▶ **EXTRACT**
══════

The ED is a place where providers will encounter high-risk populations in need of activation and engagement, who are often resource-poor, Arora said.
“They are at a perfect moment to actually enact change,” Arora said. “They are having a health crisis. They are thinking about their health, and that is why they are at the emergency department. We should be using that moment to bridge the gap between their urgent visit and a more stable, long-term outpatient experience.”
Solutions must be pragmatic and scalable, Arora said. An ED simply does not have the available space for providers to spend 1 hour or more going over insulin dosing procedures with multiple patients on a daily basis.
Text message-based intervention
To better reach these patients, Arora and colleagues opted to make use of a personal mobile device to enact a text-based intervention — TExT-MED, a unidirectional program that was fully automated and free with a bilingual program. The researchers first conducted focus groups with the target population of people with type 2 diabetes visiting the ED and solicited expert feedback from diabetes educators and endocrinologists.
“For example, when we did some knowledge surveys, we found that 85% of our patients didn’t know what the symptoms of hypoglycemia were,” Arora said. “We figured it was important to [include] hypoglycemia education.”
Arora and colleagues analyzed data from 128 patients with newly diagnosed type 2 diabetes and an HbA1c of at least 8%, recruited from the ED of LA County Hospital (mean age, 50 years; 64% women; 87% Hispanic; 72% Spanish-speaking; mean HbA1c, 10.1%). Patients assigned to the intervention group (n = 64) received two tailored text messages per day for 6 months; controls (n = 64) received the same information in the form of an educational pamphlet. The intervention included four different message types: challenges (“Eat only fruits and vegetables for one meal today.”), motivational (“Diabetes is serious, but you can learn to manage it.”), trivia (“Eating too much sugar is a cause of diabetes. A. True or B. False”) and medication reminders.
At 6 months, the researchers observed greater improvements in HbA1c in the intervention group vs. controls (mean decrease, –1.05% vs. –0.6%), as well as improved medication adherence, and trends toward improvement in quality of life and self-efficacy measures that did not rise to significance. The researchers also observed a 20% reduction in ED utilization among those assigned to the text message group, Arora said. In surveys after the intervention, most patients said receiving two text messages per day was adequate, Arora said, noting that most said they felt that receiving three messages per day was too many.

══════

▶ **LISTED RECORDS**
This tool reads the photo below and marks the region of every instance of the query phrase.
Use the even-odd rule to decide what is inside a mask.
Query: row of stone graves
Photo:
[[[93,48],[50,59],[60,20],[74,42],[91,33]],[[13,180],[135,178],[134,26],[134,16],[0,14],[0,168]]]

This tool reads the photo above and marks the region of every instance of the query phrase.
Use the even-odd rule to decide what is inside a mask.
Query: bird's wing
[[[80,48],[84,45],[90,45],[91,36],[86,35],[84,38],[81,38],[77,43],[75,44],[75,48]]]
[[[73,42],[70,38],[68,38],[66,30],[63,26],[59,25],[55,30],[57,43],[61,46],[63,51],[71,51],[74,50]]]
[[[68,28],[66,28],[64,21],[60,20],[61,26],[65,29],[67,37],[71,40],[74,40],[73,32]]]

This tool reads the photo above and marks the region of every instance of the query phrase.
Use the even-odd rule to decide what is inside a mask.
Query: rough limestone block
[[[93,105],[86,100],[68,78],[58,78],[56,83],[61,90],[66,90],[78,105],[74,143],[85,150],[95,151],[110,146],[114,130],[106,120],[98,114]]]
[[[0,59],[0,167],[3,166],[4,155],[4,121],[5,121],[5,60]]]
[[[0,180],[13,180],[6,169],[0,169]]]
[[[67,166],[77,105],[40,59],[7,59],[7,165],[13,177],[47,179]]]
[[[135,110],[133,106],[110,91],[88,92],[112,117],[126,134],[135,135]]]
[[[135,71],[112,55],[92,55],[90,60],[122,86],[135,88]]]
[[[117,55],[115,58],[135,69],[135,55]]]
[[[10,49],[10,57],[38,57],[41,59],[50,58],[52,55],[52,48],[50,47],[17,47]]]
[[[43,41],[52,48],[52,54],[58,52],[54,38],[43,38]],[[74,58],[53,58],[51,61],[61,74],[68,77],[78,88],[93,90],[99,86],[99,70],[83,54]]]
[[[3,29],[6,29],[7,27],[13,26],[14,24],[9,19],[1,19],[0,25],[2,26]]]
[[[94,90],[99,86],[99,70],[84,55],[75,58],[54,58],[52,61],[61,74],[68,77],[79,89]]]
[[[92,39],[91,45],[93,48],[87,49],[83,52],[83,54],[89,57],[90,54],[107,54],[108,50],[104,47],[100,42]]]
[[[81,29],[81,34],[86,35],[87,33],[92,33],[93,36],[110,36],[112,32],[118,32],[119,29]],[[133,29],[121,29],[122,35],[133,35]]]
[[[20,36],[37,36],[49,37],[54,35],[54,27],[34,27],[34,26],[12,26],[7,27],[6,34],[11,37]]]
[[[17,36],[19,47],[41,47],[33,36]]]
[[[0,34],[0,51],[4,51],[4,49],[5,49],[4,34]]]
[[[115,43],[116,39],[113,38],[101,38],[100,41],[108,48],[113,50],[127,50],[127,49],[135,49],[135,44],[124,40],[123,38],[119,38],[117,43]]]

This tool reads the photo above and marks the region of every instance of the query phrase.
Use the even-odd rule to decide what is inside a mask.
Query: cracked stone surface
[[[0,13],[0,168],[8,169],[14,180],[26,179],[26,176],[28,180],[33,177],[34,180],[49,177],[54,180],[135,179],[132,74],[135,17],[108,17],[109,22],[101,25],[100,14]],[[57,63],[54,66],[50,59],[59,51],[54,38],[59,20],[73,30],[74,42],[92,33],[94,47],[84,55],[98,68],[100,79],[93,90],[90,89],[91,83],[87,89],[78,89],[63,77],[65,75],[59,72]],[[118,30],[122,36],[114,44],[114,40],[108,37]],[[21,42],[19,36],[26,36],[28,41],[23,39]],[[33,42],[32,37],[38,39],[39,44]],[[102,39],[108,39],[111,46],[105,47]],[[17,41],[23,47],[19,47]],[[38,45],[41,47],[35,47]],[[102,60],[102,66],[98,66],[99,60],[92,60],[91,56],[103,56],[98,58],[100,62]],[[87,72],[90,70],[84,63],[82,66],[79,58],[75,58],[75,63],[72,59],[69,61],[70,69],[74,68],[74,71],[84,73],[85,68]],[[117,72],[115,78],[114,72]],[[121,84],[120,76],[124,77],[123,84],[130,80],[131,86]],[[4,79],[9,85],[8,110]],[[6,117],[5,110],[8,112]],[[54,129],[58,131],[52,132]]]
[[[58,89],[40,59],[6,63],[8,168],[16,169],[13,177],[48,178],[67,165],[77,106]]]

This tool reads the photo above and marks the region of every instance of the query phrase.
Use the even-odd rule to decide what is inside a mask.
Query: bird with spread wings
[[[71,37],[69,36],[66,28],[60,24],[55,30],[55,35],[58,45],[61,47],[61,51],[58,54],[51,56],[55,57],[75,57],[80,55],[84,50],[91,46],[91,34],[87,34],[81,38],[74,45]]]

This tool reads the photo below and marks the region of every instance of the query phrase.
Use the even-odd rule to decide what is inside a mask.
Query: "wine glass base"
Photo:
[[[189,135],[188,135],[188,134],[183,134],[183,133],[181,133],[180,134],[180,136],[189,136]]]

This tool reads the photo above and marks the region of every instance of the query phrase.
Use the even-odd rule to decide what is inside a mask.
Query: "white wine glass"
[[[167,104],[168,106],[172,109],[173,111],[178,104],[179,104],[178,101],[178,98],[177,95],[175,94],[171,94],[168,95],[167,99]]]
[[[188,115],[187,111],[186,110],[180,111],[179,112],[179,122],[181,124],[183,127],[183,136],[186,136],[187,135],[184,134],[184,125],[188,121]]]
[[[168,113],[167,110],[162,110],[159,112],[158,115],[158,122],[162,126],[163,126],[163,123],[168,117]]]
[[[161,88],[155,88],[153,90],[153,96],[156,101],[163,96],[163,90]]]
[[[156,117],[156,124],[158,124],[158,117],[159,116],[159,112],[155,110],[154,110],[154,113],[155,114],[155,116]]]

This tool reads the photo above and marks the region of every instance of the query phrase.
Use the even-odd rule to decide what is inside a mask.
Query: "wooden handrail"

══════

▶ **WHAT TO WORK ON**
1. Summarize the article on the text-message diabetes program in two sentences.
2. Please reproduce the article on the text-message diabetes program from "At 6 months, the" to "was too many.".
3. Write what comes next in the article on the text-message diabetes program, starting after its final sentence.

▶ **EXERCISE ANSWERS**
1. Arora describes the emergency department as a point of health crisis for high-risk, often resource-poor patients, when a pragmatic and scalable intervention could bridge the gap to long-term outpatient care. In a study of 128 ED patients with newly diagnosed type 2 diabetes, those who received two daily TExT-MED text messages for 6 months showed greater HbA1c improvement, better medication adherence and a 20% reduction in ED use compared with controls given a pamphlet.

2.
At 6 months, the researchers observed greater improvements in HbA1c in the intervention group vs. controls (mean decrease, –1.05% vs. –0.6%), as well as improved medication adherence, and trends toward improvement in quality of life and self-efficacy measures that did not rise to significance. The researchers also observed a 20% reduction in ED utilization among those assigned to the text message group, Arora said. In surveys after the intervention, most patients said receiving two text messages per day was adequate, Arora said, noting that most said they felt that receiving three messages per day was too many.

3.
The program has since been commercialized by Agile Health, and more than 10,000 patients are now enrolled in the text-based intervention, according to Arora. Internal findings reported by Agile Health were similar to data reported during the study, he said. Additionally, new data showed a 44% increase in patients working with a case manager without adding more personnel, Arora said.
Driving outpatient care
Arora said a secondary module, called TExT-MED-FANS, designed for friends and family support persons, is now in the randomized controlled trial phase. The new intervention leverages the success of TExT-MED by augmenting the program with a social supporter that each patient can select from his or her own support system. Patients and their support persons receive similar health-related text messages, synchronized by time and content. The study, which includes 166 patients with type 2 diabetes recruited from the ED, is expected to be completed in December.
“The purpose of the text message program is not to replace outpatient care or a health care system navigator,” Arora said during a question and answer session after the presentation. “It is meant to augment those things. It is meant to get it in the patient’s mind that this is something they need to be thinking about every single day, twice a day. It is meant to drive outpatient care, not in any way replace it.” – by Regina Schaffer
Reference:
Arora S. Improving quality of care and safety in the inpatient setting. Presented at: American Diabetes Association 79th Scientific Sessions; June 7-11, 2019; San Francisco.
Disclosure: Arora reports he serves as a consultant for Agile Health.